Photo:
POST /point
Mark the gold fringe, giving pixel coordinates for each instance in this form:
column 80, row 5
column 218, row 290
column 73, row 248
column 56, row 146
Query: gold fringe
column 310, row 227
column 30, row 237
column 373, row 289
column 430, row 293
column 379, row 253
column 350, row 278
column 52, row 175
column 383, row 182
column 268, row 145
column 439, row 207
****
Instruction: Update the entries above by replacing "gold fringe" with "red tassel" wherever it appears, keeping every other line unchanged.

Answer below:
Photo:
POST /point
Mark the red tassel, giving pixel coordinates for each instance in this form:
column 80, row 5
column 218, row 290
column 73, row 248
column 56, row 146
Query: red tassel
column 310, row 227
column 30, row 237
column 373, row 289
column 430, row 293
column 379, row 253
column 350, row 278
column 52, row 175
column 383, row 182
column 268, row 145
column 439, row 207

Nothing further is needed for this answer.